- Work to complete:
1 > From the passage below on how APM 360 uses AI, list each open source framework that it names.
2 > Write what comes next in the passage on how APM 360 uses AI, starting after its final sentence.

- Source extract:
■ ■ ■ ■ ■

How does APM 360 use AI?

Similarly, APM 360™ uses  a carefully curated library of methods leveraging best-in-class open source frameworks such as TensorFlow, Keras, SciPy and Symphony Ayasdi’s Topological Data Analysis (TDA). Enabled with fit-for-purpose supervised and unsupervised AI models that harness data from high-frequency vibrations to process, APM 360™ analytics provide accurate predictions of asset performance. Our anomaly detection is coupled with a fault (FMEA( library) for automated cause analysis and advisories. Examples of AI methods employed are:

  • Unsupervised Learning methods
  • Autoencoders blended with Topological Data Analysis (TDA)
  • Principal component analysis (PCA) to identify a smaller number of uncorrelated variables from a more extensive data set.
  • Supervised Learning methods
  • Recurrent Neural Networks with KNN
  • Principal component analysis (PCA) to identify a smaller number of uncorrelated variables from a more extensive data set.

Principal component analysis (PCA)

identifies a smaller number of uncorrelated variables known as principal components from a more extensive data set. Developers widely use this technique to emphasize variation and capture strong patterns in a data set. Data scientists use principal component analysis as a tool in predictive models and exploratory data analysis.

One class support vector machine (OCSVM)

is particularly useful in scenarios where there is a lot of “normal” data and not many cases of the anomalies that need detecting. For example, if a bank needed to detect fraudulent transactions, it may not have many instances of fraud that it could use to train a typical classification model; it might have many cases of good transactions.

Data scientists us the One-Class Support Vector Model module to create the model and then train the model. The dataset they use for training can contain all or mostly normal cases. They can then apply different metrics to identify potential anomalies. For example, they might use a large dataset of good transactions to identify cases that possibly represent fraudulent transactions.

■ ■ ■ ■ ■

- Recorded data:

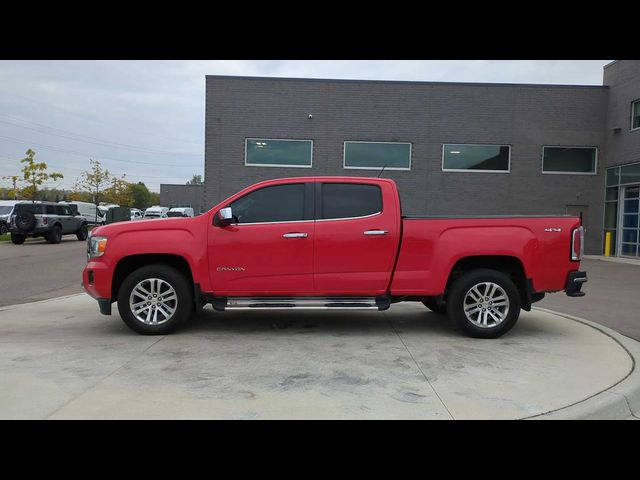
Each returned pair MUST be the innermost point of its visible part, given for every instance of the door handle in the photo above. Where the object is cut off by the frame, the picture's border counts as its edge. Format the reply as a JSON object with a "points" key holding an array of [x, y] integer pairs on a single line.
{"points": [[295, 235]]}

■ ■ ■ ■ ■

- Answers in order:
1 > TensorFlow, Keras, SciPy, Symphony Ayasdi’s Topological Data Analysis (TDA)

2 >
Physics-based modeling

or simulation tools allow developers to not only predict what will happen but why it will happen, unlike building an actual prototype. This approach offers the insights developers need to make the correct choices. In other words, simulation can help them choose between good ideas and bad ones. Implementing a digital twin for an asset requires a solution, to begin with, the asset’s physics-based model. This approach allows the twin to simulate the product’s field performance in real-time using the same sensor information that the physical asset is experiencing. This real-time simulation with real-world data can enable real-time analytics, delivering better business outcomes through efficiency gains and reduction in unplanned downtime.

Support vector machines (SVMs)

are supervised learning models that analyze data and recognize patterns. Data scientists use them for both classification and regression tasks. Typically, the data scientist gives the SVM algorithm is a set of training examples labeled as belonging to one of two classes. The basis of the SVM model is to divide the training sample points into separate categories by as wide a gap as possible while penalizing training samples that fall on the wrong side of the difference. The SVM model then makes predictions by assigning points to one side of the difference or the other.

Sometimes data scientists use oversampling to replicate the existing samples so they can create a two-class model. But, it is impossible to predict all the new patterns of fraud or system faults from limited examples. Therefore, in one-class SVM, the support vector model is trained on data that has only one class, which is the “normal” class. It infers the properties of normal cases and from these properties can predict which examples are unlike the normal examples. This technique is useful for anomaly detection because the scarcity of training examples is what defines anomalies: that is, typically, there are very few examples of the network intrusion, fraud, or other anomalous behavior.